▶ **Your instructions**:
Rewrite every line of the items below as a JSON list of strings, one string per line, with blank lines left out.

▶ **Records supplied**:
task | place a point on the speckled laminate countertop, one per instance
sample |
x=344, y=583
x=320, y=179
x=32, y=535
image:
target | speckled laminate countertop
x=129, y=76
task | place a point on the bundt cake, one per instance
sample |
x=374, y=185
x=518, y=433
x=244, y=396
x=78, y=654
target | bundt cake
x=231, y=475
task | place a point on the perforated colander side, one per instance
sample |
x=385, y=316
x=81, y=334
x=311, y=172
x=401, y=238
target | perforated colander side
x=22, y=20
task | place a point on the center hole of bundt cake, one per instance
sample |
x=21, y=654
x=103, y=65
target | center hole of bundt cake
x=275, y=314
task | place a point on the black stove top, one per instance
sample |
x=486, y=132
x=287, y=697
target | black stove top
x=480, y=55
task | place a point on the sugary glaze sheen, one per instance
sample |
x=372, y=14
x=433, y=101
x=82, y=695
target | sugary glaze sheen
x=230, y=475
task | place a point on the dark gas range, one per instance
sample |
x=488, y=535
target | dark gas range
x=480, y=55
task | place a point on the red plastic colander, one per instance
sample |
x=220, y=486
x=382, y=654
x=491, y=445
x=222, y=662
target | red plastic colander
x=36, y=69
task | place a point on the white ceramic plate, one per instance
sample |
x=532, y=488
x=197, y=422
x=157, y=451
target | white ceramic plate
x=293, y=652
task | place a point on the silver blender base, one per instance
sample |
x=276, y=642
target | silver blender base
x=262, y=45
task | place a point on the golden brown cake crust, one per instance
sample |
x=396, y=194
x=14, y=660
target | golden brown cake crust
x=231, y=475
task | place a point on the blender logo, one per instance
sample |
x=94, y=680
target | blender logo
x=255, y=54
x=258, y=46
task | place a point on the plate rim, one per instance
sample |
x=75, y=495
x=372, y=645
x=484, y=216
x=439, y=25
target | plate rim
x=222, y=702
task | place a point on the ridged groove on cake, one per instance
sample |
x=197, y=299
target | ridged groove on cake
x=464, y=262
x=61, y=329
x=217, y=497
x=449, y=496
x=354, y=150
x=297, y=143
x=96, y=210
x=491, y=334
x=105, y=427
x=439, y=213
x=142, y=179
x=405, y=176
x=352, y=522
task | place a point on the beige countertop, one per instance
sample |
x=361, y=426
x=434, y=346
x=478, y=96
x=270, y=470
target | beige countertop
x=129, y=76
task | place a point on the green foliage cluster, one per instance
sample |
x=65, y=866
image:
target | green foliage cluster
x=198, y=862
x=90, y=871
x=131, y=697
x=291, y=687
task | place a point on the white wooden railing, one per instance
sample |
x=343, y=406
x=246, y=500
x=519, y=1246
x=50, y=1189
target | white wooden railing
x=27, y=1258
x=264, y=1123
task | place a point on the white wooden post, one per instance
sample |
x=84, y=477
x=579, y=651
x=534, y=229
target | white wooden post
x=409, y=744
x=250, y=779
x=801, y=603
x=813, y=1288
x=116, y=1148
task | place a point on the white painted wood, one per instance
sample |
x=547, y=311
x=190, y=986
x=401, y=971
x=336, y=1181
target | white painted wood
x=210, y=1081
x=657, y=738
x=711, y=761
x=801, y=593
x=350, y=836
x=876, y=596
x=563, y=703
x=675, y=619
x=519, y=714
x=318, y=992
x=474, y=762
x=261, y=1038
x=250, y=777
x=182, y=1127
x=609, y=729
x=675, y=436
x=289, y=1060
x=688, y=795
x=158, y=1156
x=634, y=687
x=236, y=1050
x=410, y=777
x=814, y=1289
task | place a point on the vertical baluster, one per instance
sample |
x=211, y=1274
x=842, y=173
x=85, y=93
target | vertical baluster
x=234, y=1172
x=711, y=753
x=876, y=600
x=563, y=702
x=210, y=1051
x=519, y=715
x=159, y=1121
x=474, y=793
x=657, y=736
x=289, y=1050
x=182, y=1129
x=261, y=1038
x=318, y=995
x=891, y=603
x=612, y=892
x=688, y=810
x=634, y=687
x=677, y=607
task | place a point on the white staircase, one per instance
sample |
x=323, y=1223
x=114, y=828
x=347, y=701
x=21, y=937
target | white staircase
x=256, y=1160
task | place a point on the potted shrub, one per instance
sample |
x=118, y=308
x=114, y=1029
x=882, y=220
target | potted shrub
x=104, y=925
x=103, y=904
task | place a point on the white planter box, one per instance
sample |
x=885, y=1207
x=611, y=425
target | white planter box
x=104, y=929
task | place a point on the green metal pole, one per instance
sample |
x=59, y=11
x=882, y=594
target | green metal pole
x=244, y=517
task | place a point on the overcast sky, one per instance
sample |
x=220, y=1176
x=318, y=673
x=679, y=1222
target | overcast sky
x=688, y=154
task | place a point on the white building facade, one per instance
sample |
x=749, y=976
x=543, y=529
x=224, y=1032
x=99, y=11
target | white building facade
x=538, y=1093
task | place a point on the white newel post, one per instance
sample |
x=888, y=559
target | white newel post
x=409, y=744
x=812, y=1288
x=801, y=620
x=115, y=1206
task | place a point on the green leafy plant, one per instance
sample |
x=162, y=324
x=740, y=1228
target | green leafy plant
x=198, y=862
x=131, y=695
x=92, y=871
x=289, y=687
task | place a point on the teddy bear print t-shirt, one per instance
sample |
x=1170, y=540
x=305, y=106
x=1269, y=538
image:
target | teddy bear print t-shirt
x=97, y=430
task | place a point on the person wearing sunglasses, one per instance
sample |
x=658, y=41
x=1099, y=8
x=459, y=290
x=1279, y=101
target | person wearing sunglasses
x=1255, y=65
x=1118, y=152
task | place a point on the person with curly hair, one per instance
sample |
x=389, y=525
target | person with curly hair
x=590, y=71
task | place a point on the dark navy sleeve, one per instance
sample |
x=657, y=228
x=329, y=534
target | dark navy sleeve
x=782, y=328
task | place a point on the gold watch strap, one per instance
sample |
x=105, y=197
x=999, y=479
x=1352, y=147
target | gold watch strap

▶ **Exercise answer**:
[
  "task | place a point on the speckled laminate countertop, one per instance",
  "sample |",
  "x=344, y=583",
  "x=320, y=179",
  "x=32, y=535",
  "image:",
  "target | speckled laminate countertop",
  "x=129, y=76",
  "task | place a point on the bundt cake, one per instance",
  "sample |",
  "x=374, y=185",
  "x=518, y=433",
  "x=244, y=396",
  "x=78, y=654",
  "target | bundt cake",
  "x=231, y=475",
  "task | place a point on the perforated colander side, one per instance",
  "sample |",
  "x=385, y=316",
  "x=81, y=334",
  "x=311, y=172",
  "x=401, y=238",
  "target | perforated colander side",
  "x=22, y=20",
  "task | place a point on the center hole of bundt cake, one per instance",
  "sample |",
  "x=21, y=654",
  "x=103, y=65",
  "target | center hole of bundt cake",
  "x=275, y=314",
  "task | place a point on the black stove top, one per instance",
  "sample |",
  "x=486, y=132",
  "x=287, y=697",
  "target | black stove top",
  "x=480, y=55",
  "task | place a point on the sugary glaze sheen, one per instance",
  "sample |",
  "x=372, y=14",
  "x=433, y=101",
  "x=82, y=695",
  "target | sugary glaze sheen",
  "x=230, y=475",
  "task | place a point on the dark gas range, one per instance",
  "sample |",
  "x=488, y=535",
  "target | dark gas range",
  "x=480, y=55",
  "task | place a point on the red plastic colander, one per instance",
  "sample |",
  "x=220, y=486",
  "x=382, y=654",
  "x=491, y=445",
  "x=222, y=662",
  "target | red plastic colander",
  "x=36, y=69",
  "task | place a point on the white ceramic plate, one per instance",
  "sample |",
  "x=532, y=488",
  "x=197, y=422",
  "x=157, y=451",
  "target | white ceramic plate",
  "x=293, y=652",
  "task | place a point on the silver blender base, one per instance",
  "sample |",
  "x=276, y=642",
  "target | silver blender base",
  "x=262, y=45",
  "task | place a point on the golden brown cake crust, one per instance",
  "sample |",
  "x=396, y=194",
  "x=14, y=660",
  "target | golden brown cake crust",
  "x=231, y=475",
  "task | place a point on the blender logo, one per instance",
  "sample |",
  "x=94, y=680",
  "target | blender logo",
  "x=255, y=54",
  "x=258, y=46",
  "task | place a point on the plate rim, one per instance",
  "sample |",
  "x=75, y=495",
  "x=372, y=645",
  "x=484, y=216",
  "x=439, y=25",
  "target | plate rim",
  "x=222, y=702",
  "task | place a point on the ridged groove on cake, one per instance",
  "sample |",
  "x=197, y=299",
  "target | ridged groove on cake",
  "x=464, y=262",
  "x=61, y=329",
  "x=217, y=497",
  "x=449, y=496",
  "x=354, y=150",
  "x=297, y=143",
  "x=96, y=210",
  "x=491, y=334",
  "x=105, y=427",
  "x=439, y=213",
  "x=142, y=179",
  "x=405, y=176",
  "x=352, y=522",
  "task | place a point on the beige countertop, one per instance",
  "sample |",
  "x=361, y=426",
  "x=434, y=346",
  "x=478, y=96",
  "x=270, y=470",
  "target | beige countertop",
  "x=129, y=76",
  "task | place a point on the green foliage cluster, one per instance",
  "sample |",
  "x=65, y=866",
  "image:",
  "target | green foliage cluster",
  "x=198, y=862",
  "x=90, y=871",
  "x=131, y=697",
  "x=291, y=687",
  "task | place a point on the white wooden railing, one per instance",
  "sample |",
  "x=343, y=406",
  "x=246, y=500",
  "x=519, y=1246",
  "x=50, y=1189",
  "target | white wooden railing",
  "x=27, y=1258",
  "x=264, y=1123",
  "task | place a point on the white wooden post, one per instance",
  "sample |",
  "x=84, y=477",
  "x=579, y=651",
  "x=534, y=229",
  "target | white wooden post",
  "x=409, y=744",
  "x=250, y=779",
  "x=801, y=603",
  "x=813, y=1288",
  "x=116, y=1148",
  "task | place a point on the white painted wood, one per instance",
  "sample |",
  "x=547, y=311",
  "x=190, y=986",
  "x=401, y=971",
  "x=336, y=1181",
  "target | white painted wood",
  "x=210, y=1081",
  "x=657, y=738",
  "x=711, y=761",
  "x=801, y=593",
  "x=350, y=836",
  "x=876, y=596",
  "x=563, y=703",
  "x=675, y=619",
  "x=519, y=714",
  "x=318, y=992",
  "x=474, y=762",
  "x=261, y=1038",
  "x=250, y=777",
  "x=182, y=1127",
  "x=609, y=729",
  "x=675, y=436",
  "x=289, y=1060",
  "x=688, y=795",
  "x=158, y=1156",
  "x=634, y=687",
  "x=236, y=1050",
  "x=410, y=777",
  "x=814, y=1289",
  "task | place a point on the vertical baluster, one per instance",
  "sample |",
  "x=211, y=1274",
  "x=842, y=173",
  "x=85, y=93",
  "target | vertical baluster",
  "x=234, y=1172",
  "x=711, y=753",
  "x=876, y=600",
  "x=563, y=702",
  "x=210, y=1051",
  "x=519, y=715",
  "x=159, y=1121",
  "x=474, y=793",
  "x=657, y=736",
  "x=289, y=1050",
  "x=182, y=1129",
  "x=261, y=1038",
  "x=318, y=995",
  "x=891, y=603",
  "x=612, y=892",
  "x=688, y=810",
  "x=634, y=687",
  "x=677, y=607",
  "task | place a point on the white staircase, one per instance",
  "sample |",
  "x=323, y=1223",
  "x=114, y=828",
  "x=347, y=701",
  "x=21, y=937",
  "target | white staircase",
  "x=256, y=1160",
  "task | place a point on the potted shrub, one per instance",
  "sample |",
  "x=118, y=308",
  "x=114, y=1029",
  "x=882, y=220",
  "target | potted shrub",
  "x=104, y=925",
  "x=103, y=904",
  "task | place a point on the white planter box, one per instance",
  "sample |",
  "x=885, y=1207",
  "x=611, y=425",
  "target | white planter box",
  "x=104, y=929",
  "task | place a point on the green metal pole, one per instance",
  "sample |",
  "x=59, y=11",
  "x=882, y=594",
  "target | green metal pole",
  "x=244, y=517",
  "task | place a point on the overcast sky, one per instance",
  "sample |",
  "x=220, y=1176",
  "x=318, y=673",
  "x=679, y=1222",
  "target | overcast sky",
  "x=688, y=154",
  "task | place a point on the white building facade, one per instance",
  "sample |",
  "x=749, y=976",
  "x=543, y=529",
  "x=224, y=1032",
  "x=99, y=11",
  "target | white building facade",
  "x=538, y=1093",
  "task | place a point on the white newel post, one per instance",
  "sample |",
  "x=888, y=559",
  "target | white newel post",
  "x=409, y=744",
  "x=812, y=1288",
  "x=801, y=620",
  "x=115, y=1206",
  "task | place a point on the green leafy plant, one per instance",
  "sample |",
  "x=162, y=324",
  "x=740, y=1228",
  "target | green leafy plant",
  "x=198, y=862",
  "x=131, y=695",
  "x=92, y=871",
  "x=289, y=687",
  "task | place a point on the teddy bear print t-shirt, one per instance",
  "sample |",
  "x=1170, y=540",
  "x=305, y=106",
  "x=1269, y=538",
  "image:",
  "target | teddy bear print t-shirt",
  "x=97, y=430",
  "task | place a point on the person wearing sunglasses, one per instance",
  "sample |",
  "x=658, y=41",
  "x=1099, y=8",
  "x=459, y=290",
  "x=1279, y=101",
  "target | person wearing sunglasses",
  "x=1255, y=65",
  "x=1118, y=152",
  "task | place a point on the person with curly hair, one per instance",
  "sample |",
  "x=389, y=525",
  "target | person with curly hair",
  "x=590, y=71",
  "task | place a point on the dark navy sleeve, one per instance",
  "sample |",
  "x=657, y=228",
  "x=329, y=534",
  "target | dark navy sleeve",
  "x=782, y=328",
  "task | place a point on the gold watch strap, one per instance",
  "sample |",
  "x=105, y=197",
  "x=999, y=479",
  "x=1352, y=147",
  "target | gold watch strap"
]